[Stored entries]
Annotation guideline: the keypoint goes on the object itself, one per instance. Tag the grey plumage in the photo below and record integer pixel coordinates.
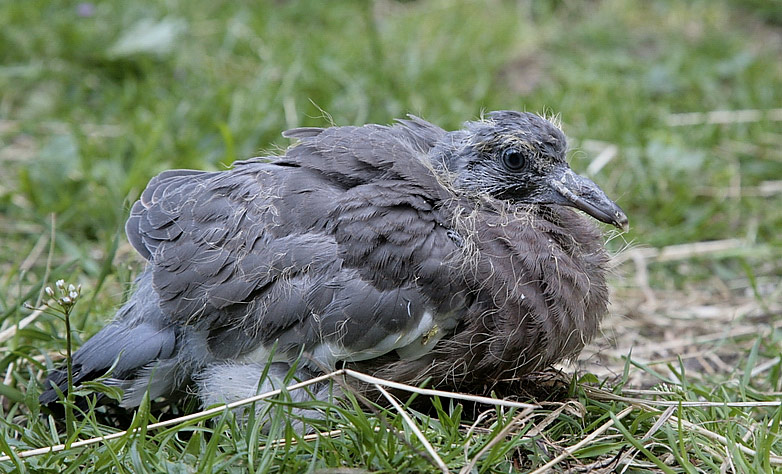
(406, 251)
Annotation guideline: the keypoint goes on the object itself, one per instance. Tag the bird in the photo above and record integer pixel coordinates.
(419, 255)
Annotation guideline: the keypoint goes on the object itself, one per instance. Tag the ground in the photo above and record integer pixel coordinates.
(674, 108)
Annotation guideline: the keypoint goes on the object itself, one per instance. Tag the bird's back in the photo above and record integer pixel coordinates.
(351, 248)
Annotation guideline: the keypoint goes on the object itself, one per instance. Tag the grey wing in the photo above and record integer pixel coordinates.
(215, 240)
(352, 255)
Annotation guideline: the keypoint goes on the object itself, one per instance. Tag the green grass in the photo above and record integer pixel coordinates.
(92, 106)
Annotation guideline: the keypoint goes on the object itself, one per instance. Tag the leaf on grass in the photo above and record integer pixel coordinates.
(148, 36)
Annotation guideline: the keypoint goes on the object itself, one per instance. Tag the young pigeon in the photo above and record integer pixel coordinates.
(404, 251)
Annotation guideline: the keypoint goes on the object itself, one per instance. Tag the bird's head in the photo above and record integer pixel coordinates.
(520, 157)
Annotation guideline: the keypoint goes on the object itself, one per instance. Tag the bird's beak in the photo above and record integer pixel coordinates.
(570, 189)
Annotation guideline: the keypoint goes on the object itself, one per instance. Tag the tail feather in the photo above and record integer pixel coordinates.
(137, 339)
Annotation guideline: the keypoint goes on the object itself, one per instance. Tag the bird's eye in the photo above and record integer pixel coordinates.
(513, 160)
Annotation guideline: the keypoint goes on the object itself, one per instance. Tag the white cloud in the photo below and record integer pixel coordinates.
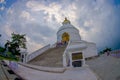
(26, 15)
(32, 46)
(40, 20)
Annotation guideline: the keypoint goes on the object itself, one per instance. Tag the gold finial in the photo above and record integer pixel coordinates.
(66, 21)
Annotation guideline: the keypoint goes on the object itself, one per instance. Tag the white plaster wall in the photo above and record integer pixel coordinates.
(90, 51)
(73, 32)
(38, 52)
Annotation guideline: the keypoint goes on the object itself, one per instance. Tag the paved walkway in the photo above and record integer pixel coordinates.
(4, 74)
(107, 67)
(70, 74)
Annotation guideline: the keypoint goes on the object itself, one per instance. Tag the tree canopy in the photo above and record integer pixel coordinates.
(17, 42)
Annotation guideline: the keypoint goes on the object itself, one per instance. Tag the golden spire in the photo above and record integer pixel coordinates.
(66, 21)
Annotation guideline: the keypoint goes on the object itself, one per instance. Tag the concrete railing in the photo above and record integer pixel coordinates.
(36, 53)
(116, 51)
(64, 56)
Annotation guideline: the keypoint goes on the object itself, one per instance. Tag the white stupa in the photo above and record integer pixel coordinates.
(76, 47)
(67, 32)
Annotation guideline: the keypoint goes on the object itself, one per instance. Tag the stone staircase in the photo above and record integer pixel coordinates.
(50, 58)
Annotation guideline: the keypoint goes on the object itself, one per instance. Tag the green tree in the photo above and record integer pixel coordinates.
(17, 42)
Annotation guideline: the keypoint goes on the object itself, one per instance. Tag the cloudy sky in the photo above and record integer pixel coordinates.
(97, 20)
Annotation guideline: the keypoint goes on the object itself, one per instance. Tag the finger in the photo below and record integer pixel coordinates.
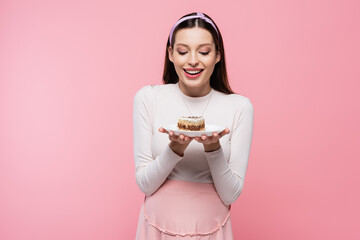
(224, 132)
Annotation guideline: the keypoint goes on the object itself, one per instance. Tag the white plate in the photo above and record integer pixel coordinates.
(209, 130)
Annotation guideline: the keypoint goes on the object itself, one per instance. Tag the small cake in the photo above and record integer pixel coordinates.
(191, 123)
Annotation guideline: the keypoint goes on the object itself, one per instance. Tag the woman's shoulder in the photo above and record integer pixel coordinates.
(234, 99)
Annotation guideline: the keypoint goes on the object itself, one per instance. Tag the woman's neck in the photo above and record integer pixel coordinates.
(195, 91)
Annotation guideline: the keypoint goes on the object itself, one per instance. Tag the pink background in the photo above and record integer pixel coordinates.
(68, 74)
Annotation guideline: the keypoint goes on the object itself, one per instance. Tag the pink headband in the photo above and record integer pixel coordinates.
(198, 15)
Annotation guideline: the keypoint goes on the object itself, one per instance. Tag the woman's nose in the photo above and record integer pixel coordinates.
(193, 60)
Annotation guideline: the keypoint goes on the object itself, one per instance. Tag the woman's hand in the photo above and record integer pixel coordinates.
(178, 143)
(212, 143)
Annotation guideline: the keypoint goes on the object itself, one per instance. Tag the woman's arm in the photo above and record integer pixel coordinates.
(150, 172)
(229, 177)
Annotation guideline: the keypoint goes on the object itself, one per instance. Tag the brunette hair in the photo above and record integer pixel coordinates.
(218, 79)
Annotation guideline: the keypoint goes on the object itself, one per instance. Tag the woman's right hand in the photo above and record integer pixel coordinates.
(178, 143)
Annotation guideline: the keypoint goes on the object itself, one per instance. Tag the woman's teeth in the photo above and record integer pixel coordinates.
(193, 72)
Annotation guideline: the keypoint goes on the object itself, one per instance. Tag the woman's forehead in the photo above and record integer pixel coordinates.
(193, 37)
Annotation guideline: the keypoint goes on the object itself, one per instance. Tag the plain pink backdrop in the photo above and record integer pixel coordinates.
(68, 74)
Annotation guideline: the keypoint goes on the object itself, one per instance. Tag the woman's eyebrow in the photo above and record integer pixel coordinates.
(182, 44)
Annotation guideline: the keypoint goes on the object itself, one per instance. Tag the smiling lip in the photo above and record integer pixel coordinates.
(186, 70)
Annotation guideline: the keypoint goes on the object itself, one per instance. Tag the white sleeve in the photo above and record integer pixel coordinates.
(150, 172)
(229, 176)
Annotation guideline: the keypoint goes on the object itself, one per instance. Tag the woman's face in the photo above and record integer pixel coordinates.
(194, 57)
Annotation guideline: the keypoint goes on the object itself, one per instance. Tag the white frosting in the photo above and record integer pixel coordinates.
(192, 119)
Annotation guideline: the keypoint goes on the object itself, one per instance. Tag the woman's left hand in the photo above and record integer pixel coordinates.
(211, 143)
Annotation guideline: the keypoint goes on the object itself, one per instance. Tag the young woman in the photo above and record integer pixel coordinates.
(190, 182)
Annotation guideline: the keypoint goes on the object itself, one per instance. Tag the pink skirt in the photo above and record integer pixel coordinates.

* * *

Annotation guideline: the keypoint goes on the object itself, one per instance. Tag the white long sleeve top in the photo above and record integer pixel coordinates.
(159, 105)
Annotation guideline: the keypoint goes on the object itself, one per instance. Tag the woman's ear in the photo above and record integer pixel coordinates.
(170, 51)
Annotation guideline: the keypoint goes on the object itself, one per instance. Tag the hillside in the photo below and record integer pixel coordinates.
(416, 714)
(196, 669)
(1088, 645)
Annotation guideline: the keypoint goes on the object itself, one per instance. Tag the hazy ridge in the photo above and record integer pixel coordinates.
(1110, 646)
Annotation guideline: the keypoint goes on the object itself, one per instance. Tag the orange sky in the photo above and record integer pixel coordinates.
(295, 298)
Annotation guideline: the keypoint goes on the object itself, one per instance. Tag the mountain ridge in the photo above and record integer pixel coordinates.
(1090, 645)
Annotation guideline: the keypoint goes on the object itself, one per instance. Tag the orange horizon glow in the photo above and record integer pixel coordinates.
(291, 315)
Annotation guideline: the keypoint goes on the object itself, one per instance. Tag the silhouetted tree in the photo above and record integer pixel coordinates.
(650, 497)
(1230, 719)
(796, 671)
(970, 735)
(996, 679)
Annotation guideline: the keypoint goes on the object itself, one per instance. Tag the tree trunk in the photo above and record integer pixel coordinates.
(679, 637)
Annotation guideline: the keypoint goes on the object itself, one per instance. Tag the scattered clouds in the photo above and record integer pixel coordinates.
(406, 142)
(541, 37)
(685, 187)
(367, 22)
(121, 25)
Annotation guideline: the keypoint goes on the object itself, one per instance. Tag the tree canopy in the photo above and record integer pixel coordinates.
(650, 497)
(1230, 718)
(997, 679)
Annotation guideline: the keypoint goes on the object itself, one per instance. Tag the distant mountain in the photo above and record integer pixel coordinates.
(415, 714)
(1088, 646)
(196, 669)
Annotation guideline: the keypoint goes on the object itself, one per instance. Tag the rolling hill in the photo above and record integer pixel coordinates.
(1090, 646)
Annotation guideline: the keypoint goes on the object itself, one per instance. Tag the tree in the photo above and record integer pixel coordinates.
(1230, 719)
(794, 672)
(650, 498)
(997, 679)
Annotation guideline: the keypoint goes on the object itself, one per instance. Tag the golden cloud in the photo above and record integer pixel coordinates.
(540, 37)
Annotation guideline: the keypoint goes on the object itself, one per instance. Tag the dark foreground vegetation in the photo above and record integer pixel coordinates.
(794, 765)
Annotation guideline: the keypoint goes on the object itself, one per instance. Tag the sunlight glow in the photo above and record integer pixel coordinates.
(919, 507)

--

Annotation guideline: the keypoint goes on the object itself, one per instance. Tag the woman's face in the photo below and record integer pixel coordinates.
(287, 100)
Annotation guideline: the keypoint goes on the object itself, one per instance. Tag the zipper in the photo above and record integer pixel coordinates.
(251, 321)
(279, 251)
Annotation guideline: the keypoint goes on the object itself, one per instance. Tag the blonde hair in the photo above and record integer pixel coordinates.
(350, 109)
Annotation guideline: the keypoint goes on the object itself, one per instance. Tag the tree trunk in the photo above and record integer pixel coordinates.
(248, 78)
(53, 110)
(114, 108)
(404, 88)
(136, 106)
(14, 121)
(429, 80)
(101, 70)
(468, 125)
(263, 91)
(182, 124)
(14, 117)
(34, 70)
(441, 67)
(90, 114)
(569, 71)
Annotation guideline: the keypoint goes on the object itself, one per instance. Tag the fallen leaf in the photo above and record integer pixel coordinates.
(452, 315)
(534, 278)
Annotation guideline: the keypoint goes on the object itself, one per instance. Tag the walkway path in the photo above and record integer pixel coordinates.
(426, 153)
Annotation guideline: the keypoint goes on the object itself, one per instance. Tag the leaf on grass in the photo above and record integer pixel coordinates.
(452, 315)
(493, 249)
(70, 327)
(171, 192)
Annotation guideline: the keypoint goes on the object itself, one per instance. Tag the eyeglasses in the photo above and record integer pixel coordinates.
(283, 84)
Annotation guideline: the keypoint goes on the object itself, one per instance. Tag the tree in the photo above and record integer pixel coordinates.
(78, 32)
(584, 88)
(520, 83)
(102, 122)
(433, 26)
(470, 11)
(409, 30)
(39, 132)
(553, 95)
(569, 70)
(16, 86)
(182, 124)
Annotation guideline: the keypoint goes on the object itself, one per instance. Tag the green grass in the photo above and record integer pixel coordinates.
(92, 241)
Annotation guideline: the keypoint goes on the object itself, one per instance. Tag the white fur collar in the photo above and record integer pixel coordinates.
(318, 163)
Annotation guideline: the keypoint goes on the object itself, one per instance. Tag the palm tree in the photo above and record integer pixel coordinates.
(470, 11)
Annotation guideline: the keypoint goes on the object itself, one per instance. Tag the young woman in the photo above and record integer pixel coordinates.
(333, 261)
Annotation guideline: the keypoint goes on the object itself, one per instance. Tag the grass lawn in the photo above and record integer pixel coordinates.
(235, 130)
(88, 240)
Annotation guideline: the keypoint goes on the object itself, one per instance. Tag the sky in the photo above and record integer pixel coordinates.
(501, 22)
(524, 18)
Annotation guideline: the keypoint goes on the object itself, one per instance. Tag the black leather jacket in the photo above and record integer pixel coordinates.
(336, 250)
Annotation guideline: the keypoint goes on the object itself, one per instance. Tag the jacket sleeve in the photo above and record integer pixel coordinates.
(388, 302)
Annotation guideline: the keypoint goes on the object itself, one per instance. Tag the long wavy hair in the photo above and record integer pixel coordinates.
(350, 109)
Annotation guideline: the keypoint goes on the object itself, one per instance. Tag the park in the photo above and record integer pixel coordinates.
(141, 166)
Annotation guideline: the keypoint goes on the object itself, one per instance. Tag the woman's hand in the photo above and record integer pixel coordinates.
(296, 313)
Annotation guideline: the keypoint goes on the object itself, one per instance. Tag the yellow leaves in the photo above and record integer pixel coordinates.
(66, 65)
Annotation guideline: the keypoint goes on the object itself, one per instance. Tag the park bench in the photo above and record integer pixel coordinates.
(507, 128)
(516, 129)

### Task statement
Set down precisely the lines above between the line holding "the white frosting" and the line holding "the pink skirt", inclusive, and nothing beyond them.

### Result of the exercise
Annotation guideline: the keypoint goes on the object itself, one per instance. Tag the white frosting in the photo above and record integer pixel coordinates.
(192, 119)
Annotation guideline: the keypoint goes on the object itself, one per instance. Tag the woman's left hand in the photo above and record integer pixel coordinates.
(211, 143)
Annotation guideline: the keypoint goes on the object itself, one per instance. Tag the young woman in the photo above and record integer pixel coordinates.
(190, 182)
Annotation guideline: the keypoint goes on the object itself, one per instance. Tag the pink skirt in the photo above and record integer pixel coordinates.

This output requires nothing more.